TASK | Give every line of the material again, exactly as written.

Begin SOURCE MATERIAL

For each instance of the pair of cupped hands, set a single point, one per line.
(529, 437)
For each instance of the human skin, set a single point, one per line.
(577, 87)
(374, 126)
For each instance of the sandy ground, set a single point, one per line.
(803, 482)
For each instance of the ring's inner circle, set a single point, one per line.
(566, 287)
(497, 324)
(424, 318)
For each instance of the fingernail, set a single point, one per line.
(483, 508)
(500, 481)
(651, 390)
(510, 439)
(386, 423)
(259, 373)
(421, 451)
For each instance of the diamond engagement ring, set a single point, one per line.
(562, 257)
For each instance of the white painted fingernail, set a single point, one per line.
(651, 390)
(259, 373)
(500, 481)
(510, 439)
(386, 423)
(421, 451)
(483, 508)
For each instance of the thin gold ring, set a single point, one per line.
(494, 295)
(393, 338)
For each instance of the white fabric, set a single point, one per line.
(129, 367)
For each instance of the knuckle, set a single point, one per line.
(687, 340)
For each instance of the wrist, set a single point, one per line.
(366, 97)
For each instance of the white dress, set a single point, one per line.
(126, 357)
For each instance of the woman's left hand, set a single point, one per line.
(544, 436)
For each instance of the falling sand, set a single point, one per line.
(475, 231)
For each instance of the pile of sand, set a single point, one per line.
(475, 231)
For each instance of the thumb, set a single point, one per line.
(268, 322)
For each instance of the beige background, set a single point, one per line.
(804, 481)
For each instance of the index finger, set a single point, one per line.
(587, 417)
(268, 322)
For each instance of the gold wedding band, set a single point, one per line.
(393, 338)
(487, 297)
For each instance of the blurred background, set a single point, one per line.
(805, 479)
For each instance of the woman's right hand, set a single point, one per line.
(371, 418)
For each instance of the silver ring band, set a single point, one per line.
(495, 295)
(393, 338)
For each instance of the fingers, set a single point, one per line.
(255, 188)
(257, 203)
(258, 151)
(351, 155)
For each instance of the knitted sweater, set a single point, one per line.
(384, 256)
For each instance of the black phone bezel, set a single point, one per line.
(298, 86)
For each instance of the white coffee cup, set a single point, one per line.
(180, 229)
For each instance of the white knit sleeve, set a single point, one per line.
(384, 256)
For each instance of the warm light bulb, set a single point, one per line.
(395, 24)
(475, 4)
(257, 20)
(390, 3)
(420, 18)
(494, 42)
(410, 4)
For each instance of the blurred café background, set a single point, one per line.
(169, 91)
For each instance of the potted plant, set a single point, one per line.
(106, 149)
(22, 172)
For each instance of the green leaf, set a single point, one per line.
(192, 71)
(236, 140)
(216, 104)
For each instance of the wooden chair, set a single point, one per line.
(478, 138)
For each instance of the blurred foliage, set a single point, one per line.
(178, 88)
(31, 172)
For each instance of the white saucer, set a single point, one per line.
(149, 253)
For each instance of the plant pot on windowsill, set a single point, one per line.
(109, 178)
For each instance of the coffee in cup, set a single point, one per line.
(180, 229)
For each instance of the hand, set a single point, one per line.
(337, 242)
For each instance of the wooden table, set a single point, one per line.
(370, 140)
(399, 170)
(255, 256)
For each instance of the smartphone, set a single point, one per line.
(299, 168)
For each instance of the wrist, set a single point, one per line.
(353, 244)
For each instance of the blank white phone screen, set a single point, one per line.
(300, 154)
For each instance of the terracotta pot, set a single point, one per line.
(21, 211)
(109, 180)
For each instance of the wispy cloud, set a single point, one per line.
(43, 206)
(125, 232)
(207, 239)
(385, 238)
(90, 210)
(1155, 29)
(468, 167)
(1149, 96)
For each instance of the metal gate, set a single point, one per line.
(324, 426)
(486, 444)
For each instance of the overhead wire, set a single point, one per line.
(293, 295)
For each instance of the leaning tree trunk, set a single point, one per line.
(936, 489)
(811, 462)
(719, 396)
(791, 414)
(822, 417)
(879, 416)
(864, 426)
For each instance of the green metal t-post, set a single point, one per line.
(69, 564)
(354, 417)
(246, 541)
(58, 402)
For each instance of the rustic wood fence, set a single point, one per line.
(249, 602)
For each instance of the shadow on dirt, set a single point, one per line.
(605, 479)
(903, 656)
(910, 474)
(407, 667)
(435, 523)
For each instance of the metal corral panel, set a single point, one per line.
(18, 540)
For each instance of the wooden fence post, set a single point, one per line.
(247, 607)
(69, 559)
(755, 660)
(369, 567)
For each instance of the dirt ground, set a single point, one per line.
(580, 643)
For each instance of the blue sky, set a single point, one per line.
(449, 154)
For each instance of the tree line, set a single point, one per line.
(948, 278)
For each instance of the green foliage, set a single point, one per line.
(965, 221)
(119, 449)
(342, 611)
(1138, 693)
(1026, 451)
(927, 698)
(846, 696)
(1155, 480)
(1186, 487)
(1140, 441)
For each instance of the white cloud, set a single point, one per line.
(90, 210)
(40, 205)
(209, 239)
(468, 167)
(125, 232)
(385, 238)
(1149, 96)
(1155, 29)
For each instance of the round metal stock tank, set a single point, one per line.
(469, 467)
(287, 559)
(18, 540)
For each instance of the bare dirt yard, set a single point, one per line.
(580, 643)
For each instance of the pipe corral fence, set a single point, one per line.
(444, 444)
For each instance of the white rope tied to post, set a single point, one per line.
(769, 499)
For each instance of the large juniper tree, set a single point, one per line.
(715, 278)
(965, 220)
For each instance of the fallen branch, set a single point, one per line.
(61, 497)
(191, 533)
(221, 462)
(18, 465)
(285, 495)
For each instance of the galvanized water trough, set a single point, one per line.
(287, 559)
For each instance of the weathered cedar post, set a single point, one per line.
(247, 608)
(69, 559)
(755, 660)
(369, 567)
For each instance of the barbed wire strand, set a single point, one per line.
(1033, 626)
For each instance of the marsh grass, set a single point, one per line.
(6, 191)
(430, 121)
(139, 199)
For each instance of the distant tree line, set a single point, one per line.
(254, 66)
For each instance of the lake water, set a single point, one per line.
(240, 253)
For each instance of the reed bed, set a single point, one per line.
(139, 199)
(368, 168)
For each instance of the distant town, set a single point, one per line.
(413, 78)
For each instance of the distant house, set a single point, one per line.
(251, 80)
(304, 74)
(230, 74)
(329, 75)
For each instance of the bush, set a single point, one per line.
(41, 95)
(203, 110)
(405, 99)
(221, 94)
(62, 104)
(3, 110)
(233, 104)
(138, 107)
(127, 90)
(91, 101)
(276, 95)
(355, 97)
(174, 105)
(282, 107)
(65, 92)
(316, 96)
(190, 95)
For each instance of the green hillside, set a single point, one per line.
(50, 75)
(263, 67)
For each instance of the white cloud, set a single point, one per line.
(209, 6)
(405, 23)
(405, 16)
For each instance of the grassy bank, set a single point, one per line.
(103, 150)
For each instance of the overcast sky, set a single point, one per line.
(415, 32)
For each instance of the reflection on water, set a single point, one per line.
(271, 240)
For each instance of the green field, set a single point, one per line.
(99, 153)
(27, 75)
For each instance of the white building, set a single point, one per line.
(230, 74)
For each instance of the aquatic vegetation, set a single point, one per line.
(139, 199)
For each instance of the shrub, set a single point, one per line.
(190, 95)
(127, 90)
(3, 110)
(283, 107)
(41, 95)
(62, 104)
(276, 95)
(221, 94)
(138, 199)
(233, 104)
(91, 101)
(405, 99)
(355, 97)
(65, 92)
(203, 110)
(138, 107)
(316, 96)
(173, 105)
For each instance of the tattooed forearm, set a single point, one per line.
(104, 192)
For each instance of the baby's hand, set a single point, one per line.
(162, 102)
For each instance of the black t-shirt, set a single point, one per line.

End SOURCE MATERIAL

PROBLEM SOLUTION |
For each instance of the pair of cupped hands, set a single point, one per line.
(529, 437)
For each instance of the human skin, set a single point, one per line.
(577, 87)
(374, 126)
For each instance of the sandy ground, set a single point, one per line.
(803, 482)
For each instance of the ring's inner circle, set a single point, one per line.
(566, 287)
(497, 324)
(424, 318)
For each instance of the fingernail, set a single point, one per line.
(483, 508)
(500, 481)
(651, 390)
(510, 439)
(386, 423)
(259, 373)
(421, 451)
For each instance of the diamond engagement ring, set a single point, one per line.
(562, 257)
For each instance of the white painted fingernail, set a single point, one per line.
(651, 390)
(259, 373)
(500, 481)
(510, 439)
(386, 423)
(421, 451)
(483, 508)
For each instance of the thin gold ring, set a single point, one per line.
(494, 295)
(393, 338)
For each instance of the white fabric, set a single point, one per line.
(129, 367)
For each instance of the knuckle, set a single point, one per line.
(687, 340)
For each instance of the wrist, set a single point, one per line.
(366, 97)
For each instance of the white dress, set a single point, one per line.
(126, 357)
For each instance of the woman's left hand, set a single point, one per line.
(544, 436)
For each instance of the falling sand, set a single point, one per line.
(475, 231)
For each instance of the pile of sand, set a single point, one per line.
(475, 231)
For each instance of the thumb, set a single point, one per line.
(268, 322)
For each instance of the beige background, set a single point, one per line.
(804, 481)
For each instance of the index finger, set a single point, one per line.
(587, 417)
(268, 322)
For each instance of the gold wedding band, set a single point, one per line.
(393, 338)
(487, 297)
For each instance of the blurred background, set a single point, one per line.
(805, 479)
For each instance of the woman's right hand, set a single point, one per line.
(371, 418)
For each instance of the silver ring band, set a single point, one per line.
(495, 295)
(393, 338)
For each instance of the fingers, set a single point, one per line.
(255, 188)
(257, 203)
(258, 151)
(351, 155)
For each instance of the knitted sweater, set a single point, one per line.
(384, 256)
For each instance of the black phone bezel, set a single point, one per line.
(298, 86)
For each instance of the white coffee cup, set a single point, one per line.
(180, 229)
For each instance of the white knit sleeve, set a single point, one per line.
(384, 256)
For each instance of the warm light bulb, set a single point, one per line.
(395, 24)
(475, 4)
(257, 20)
(390, 3)
(420, 18)
(494, 42)
(410, 4)
For each instance of the blurred café background, set a single point, one per line.
(169, 91)
For each instance of the potted plant, set a single point, one per line.
(106, 149)
(22, 172)
For each instance of the green leaf, set a single point, one per line.
(192, 71)
(236, 140)
(216, 104)
For each instance of the wooden chair, set a single point, one per line.
(478, 138)
For each instance of the blurred foliage, set a single point, one per line.
(178, 88)
(31, 172)
For each instance of the white saucer, set a single point, one per line.
(149, 253)
For each instance of the plant pot on windowsill, set a single point, one per line.
(109, 178)
For each instance of the coffee in cup, set a single point, one per line.
(180, 229)
For each instance of the hand, set a single point, one per line.
(337, 242)
For each instance of the wooden table, set a single point, one per line.
(370, 140)
(399, 170)
(255, 256)
For each instance of the smartphone, set a single point, one per line.
(299, 168)
For each instance of the wrist, set a single point, one per line.
(353, 244)
For each instance of the blank white phone screen, set a single point, one per line.
(300, 154)
For each instance of the terracotta pot, set a single point, one per line.
(21, 211)
(109, 180)
For each instance of the wispy cloud, set a single point, one per line.
(43, 206)
(125, 232)
(207, 239)
(385, 238)
(90, 210)
(1155, 29)
(468, 167)
(1149, 96)
For each instance of the metal gate, set a single point, one per line.
(324, 426)
(486, 444)
For each instance of the overhead wire, set a single point, one per line.
(293, 295)
For each instance of the leaning tree trunk, set a single point, one per line.
(936, 489)
(811, 462)
(719, 396)
(791, 414)
(822, 417)
(879, 416)
(864, 426)
For each instance of the green metal t-post, set a single point, one per line.
(69, 564)
(354, 417)
(246, 541)
(58, 402)
For each instance of the rustic wood fence, set a single point, one per line.
(249, 602)
For each instance of the shadow on dirt, set a single point, one per line.
(605, 479)
(903, 656)
(910, 474)
(407, 667)
(435, 523)
For each instance of the metal corral panel, set a single point, one per line.
(18, 540)
For each instance of the wooden fence post, set a single point, one per line.
(247, 607)
(69, 559)
(755, 660)
(369, 567)
For each instance of the dirt ground, set a single point, one per line.
(580, 643)
For each instance of the blue sky, set a single point, one per line.
(449, 154)
For each instance of the tree line, set a single point, one per line.
(948, 278)
For each instance of the green foliage, set a single point, one per line.
(965, 221)
(119, 449)
(342, 611)
(1138, 693)
(1026, 451)
(927, 698)
(846, 696)
(1155, 480)
(1186, 487)
(1140, 441)
For each instance of the white cloud, set a single point, one per line.
(90, 210)
(40, 205)
(209, 239)
(468, 167)
(125, 232)
(385, 238)
(1149, 96)
(1155, 29)
For each instance of the round metal stock tank, set a single point, one per line.
(469, 467)
(287, 559)
(18, 540)
For each instance of the bare dirt yard, set a single point, one per line.
(580, 643)
For each instance of the pipe corral fence, set a single point, one per line.
(444, 444)
For each instance of the white rope tied to post, set a single point, one per line.
(769, 499)
For each instance of the large juniper tree, set a single point, one per line.
(715, 278)
(965, 220)
For each instance of the fallen branch, set a single point, one per line.
(61, 497)
(191, 533)
(221, 462)
(18, 465)
(285, 495)
For each instance of the galvanized water trough, set a single point, one per line.
(287, 559)
For each instance of the weathered cedar post, set a single point, one per line.
(247, 608)
(69, 559)
(755, 660)
(369, 567)
For each instance of the barbed wire strand, set a single point, one per line.
(1033, 626)
For each instance of the marsh grass, set a single point, one per line.
(6, 191)
(430, 121)
(139, 199)
For each instance of the distant tree line, set a single point, one per line.
(254, 66)
For each instance of the lake water, set a single point, one per line.
(240, 253)
For each instance of the reed bed, set a single point, one per line.
(139, 199)
(368, 168)
For each instance of the distant town, set a single point, one per line.
(413, 78)
For each instance of the distant house, set a single point, one per line.
(251, 80)
(304, 74)
(230, 74)
(329, 75)
For each instance of the bush, set a single point, one per line.
(41, 95)
(203, 110)
(405, 99)
(221, 94)
(62, 104)
(3, 110)
(233, 104)
(138, 107)
(127, 90)
(91, 101)
(276, 95)
(355, 97)
(174, 105)
(282, 107)
(65, 92)
(316, 96)
(190, 95)
For each instance of the green hillside, set a single point, one per line.
(50, 75)
(263, 67)
For each instance of the white cloud, set a single point, one per line.
(209, 6)
(405, 23)
(405, 16)
For each instance of the grassy bank, set a single point, one per line.
(103, 150)
For each instance of the overcast sky, set a single point, one per line.
(415, 32)
For each instance of the reflection on water, set a single point, one per line.
(271, 240)
For each instance of the green field, set a single point, one per line.
(99, 153)
(27, 75)
For each instance of the white building, set a single point, one per line.
(230, 74)
For each instance of the aquatic vegetation, set a single point, one per line.
(139, 199)
For each instance of the shrub, set a single point, one per line.
(190, 95)
(127, 90)
(3, 110)
(283, 107)
(41, 95)
(62, 104)
(276, 95)
(221, 94)
(138, 199)
(233, 104)
(91, 101)
(405, 99)
(355, 97)
(65, 92)
(203, 110)
(138, 107)
(316, 96)
(173, 105)
For each instance of the tattooed forearm, set a single point, one per line.
(104, 192)
For each instance of the baby's hand, set a single point, one per line.
(162, 102)
For each instance of the black t-shirt, set a single point, one per line.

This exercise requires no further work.